%%

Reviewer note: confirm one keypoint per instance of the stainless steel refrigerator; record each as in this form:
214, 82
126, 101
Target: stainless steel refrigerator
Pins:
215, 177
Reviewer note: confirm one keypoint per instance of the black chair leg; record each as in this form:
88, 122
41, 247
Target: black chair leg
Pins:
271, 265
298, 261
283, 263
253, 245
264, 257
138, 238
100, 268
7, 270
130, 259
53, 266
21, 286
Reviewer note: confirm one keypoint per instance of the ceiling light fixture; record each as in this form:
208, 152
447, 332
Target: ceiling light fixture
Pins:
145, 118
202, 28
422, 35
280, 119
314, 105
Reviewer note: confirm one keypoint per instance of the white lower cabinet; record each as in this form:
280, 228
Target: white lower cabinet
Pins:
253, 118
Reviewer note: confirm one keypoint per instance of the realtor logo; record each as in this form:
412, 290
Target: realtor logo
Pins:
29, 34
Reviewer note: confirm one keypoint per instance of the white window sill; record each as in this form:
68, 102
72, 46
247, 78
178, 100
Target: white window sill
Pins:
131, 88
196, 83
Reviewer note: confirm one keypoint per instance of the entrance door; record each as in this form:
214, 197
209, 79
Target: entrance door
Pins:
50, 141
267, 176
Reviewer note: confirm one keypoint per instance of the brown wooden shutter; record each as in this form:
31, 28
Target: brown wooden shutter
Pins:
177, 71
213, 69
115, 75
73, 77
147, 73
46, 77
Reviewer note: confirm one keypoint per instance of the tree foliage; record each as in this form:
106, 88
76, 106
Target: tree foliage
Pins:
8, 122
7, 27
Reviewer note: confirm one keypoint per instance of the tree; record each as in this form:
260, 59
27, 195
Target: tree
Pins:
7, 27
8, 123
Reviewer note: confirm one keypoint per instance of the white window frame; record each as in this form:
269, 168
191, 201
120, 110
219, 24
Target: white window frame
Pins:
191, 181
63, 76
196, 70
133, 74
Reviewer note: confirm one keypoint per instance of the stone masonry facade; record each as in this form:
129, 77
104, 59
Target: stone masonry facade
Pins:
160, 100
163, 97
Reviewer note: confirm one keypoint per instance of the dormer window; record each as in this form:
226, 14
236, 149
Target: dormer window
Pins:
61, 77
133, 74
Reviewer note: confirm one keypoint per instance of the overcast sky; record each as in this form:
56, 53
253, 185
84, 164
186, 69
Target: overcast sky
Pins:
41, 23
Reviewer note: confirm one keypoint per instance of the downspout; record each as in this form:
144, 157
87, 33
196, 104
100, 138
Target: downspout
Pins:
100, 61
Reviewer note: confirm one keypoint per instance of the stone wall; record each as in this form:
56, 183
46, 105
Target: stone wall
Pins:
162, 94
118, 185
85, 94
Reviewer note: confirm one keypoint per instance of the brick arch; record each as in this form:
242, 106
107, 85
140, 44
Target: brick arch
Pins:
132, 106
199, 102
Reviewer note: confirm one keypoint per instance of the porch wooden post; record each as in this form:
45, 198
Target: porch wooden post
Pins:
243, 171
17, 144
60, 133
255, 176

%%

■ TRY IT ■
Wherever the word "brown" turns up in a line of the entries above, copy that line.

■ WRITTEN SOLUTION ■
Reviewer note: confirm one keypoint per instance of the brown wooden shutter; record each as in this form:
Target: brown wooden shutter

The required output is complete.